**Data supplied**
-*-*-
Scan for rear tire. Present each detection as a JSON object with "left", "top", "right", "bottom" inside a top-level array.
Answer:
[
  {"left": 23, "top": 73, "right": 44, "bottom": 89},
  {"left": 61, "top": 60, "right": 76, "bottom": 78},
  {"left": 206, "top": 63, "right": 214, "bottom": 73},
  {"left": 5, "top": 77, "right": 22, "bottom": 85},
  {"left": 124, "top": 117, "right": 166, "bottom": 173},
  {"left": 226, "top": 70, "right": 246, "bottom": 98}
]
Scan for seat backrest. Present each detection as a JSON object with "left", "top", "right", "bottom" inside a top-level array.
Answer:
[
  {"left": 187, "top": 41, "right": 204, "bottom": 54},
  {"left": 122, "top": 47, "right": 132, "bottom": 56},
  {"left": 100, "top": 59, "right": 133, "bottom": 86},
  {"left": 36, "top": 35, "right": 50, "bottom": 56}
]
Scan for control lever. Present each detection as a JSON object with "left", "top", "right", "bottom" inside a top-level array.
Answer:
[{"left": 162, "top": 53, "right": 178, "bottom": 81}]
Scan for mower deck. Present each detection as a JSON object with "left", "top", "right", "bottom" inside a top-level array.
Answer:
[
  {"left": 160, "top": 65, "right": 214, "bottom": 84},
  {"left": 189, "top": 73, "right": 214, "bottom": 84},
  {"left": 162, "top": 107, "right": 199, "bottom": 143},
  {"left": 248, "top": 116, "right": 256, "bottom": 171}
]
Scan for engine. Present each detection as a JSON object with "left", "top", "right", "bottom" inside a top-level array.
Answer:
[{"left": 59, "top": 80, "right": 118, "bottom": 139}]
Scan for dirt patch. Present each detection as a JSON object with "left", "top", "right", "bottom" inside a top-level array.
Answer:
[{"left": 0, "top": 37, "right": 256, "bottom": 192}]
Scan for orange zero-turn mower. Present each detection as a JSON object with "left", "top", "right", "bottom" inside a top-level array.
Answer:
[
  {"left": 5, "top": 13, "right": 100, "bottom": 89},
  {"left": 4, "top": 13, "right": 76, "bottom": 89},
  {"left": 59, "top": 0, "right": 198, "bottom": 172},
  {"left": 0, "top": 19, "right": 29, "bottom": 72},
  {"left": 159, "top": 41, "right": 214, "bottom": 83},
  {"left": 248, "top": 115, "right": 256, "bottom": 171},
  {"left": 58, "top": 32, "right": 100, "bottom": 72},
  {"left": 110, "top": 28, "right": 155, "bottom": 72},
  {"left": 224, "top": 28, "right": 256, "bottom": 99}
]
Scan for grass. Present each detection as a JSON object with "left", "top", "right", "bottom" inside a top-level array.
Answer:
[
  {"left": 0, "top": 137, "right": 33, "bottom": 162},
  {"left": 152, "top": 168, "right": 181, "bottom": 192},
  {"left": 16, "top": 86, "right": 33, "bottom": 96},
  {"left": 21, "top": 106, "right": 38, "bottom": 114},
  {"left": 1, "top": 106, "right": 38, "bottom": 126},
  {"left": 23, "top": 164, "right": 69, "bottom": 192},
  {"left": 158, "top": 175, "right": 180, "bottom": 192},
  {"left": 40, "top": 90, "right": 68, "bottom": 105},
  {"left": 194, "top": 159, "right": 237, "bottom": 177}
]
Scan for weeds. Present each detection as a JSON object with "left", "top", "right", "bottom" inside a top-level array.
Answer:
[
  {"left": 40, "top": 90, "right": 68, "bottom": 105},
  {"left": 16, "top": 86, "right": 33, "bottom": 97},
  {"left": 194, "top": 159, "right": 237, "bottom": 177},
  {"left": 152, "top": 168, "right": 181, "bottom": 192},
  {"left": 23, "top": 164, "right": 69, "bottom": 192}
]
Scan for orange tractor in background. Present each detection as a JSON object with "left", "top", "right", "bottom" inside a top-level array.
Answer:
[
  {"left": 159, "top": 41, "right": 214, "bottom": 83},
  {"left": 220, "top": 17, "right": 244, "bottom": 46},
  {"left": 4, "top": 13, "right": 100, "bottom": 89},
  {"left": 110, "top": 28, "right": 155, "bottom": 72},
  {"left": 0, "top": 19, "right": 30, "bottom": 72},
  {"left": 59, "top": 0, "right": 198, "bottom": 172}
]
-*-*-
**What you have to do**
Please pick out every line in the data above that contains the word "mower", and copy each one.

**Exercise result**
Scan for mower deck. Present each detection as a JSON object with "left", "top", "right", "bottom" inside a top-level array.
Scan for orange zero-turn mower. Present each detection as a JSON object with "left", "top", "right", "bottom" inside a top-level array.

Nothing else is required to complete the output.